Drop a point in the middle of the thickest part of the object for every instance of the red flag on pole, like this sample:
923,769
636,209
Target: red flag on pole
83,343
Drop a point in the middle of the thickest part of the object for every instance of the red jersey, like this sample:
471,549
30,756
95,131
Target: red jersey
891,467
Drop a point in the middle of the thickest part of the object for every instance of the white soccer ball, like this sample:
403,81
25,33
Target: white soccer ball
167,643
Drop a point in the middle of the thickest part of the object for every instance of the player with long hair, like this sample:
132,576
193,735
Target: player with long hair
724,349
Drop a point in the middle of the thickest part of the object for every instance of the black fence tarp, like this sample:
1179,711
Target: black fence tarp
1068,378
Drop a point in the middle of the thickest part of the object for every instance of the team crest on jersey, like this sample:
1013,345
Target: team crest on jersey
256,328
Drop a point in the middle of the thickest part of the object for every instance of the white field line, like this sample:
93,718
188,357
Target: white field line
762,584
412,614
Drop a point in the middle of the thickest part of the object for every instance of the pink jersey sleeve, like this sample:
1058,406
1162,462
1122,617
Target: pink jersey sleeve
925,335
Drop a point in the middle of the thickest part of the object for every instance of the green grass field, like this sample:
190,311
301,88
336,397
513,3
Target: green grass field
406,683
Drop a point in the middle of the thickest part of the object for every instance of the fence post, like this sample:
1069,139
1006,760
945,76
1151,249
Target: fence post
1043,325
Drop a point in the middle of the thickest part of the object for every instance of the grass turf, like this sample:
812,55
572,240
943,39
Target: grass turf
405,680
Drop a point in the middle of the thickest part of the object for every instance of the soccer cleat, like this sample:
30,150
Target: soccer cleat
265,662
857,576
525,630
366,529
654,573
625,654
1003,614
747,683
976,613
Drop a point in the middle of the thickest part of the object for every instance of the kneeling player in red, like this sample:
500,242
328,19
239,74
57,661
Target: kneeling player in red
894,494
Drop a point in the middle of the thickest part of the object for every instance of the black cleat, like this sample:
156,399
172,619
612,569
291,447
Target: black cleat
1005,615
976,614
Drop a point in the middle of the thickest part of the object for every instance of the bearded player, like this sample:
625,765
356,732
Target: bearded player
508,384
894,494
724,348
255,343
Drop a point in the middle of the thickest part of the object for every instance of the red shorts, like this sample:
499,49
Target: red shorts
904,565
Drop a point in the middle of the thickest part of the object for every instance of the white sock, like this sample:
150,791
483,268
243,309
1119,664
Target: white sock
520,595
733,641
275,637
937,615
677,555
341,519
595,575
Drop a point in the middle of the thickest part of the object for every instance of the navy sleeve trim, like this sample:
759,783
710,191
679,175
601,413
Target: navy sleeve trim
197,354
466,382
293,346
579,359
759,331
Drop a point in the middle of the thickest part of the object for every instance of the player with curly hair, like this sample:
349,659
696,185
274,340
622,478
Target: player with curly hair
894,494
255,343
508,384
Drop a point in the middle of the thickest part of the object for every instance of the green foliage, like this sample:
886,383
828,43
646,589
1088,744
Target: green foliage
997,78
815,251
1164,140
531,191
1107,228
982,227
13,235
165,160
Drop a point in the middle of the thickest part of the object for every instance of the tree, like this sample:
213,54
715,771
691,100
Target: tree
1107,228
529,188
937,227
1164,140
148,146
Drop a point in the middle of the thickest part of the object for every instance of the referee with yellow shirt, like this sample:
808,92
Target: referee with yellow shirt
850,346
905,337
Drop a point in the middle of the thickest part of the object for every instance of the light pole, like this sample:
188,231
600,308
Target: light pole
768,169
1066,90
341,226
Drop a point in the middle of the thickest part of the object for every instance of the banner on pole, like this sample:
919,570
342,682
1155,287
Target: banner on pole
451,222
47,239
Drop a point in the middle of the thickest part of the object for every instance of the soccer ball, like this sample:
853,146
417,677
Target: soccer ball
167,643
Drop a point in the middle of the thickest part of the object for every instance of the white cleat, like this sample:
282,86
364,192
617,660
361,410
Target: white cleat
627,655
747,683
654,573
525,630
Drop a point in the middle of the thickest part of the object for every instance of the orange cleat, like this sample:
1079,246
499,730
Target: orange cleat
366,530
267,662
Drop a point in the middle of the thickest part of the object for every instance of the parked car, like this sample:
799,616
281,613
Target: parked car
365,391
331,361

# Instructions to follow
Convert the lines of the data, from the line containing "white cleat, like" through the end of the data inclusive, into a Markdown table with columns named Row and Text. Put a row number in Row and one line in Text, and leave out blank lines.

# Full response
| Row | Text |
|---|---|
| 1 | Drop a point in the middle of the thickest part of the object for every instance of the white cleat, like this sample: |
| 2 | 282,86 |
| 3 | 364,192 |
| 4 | 617,660 |
| 5 | 361,410 |
| 6 | Target: white cleat |
| 7 | 627,655 |
| 8 | 747,683 |
| 9 | 654,573 |
| 10 | 525,630 |
| 11 | Drop a point in the middle of the thickest part of the object for every instance of the orange cleat, like this sample: |
| 12 | 1079,246 |
| 13 | 499,730 |
| 14 | Target: orange cleat |
| 15 | 366,530 |
| 16 | 267,662 |
| 17 | Drop a point in the middle of the thickest part of the object for every instance of the parked car, like this sample: |
| 18 | 799,616 |
| 19 | 281,613 |
| 20 | Target: parked car |
| 21 | 365,391 |
| 22 | 331,361 |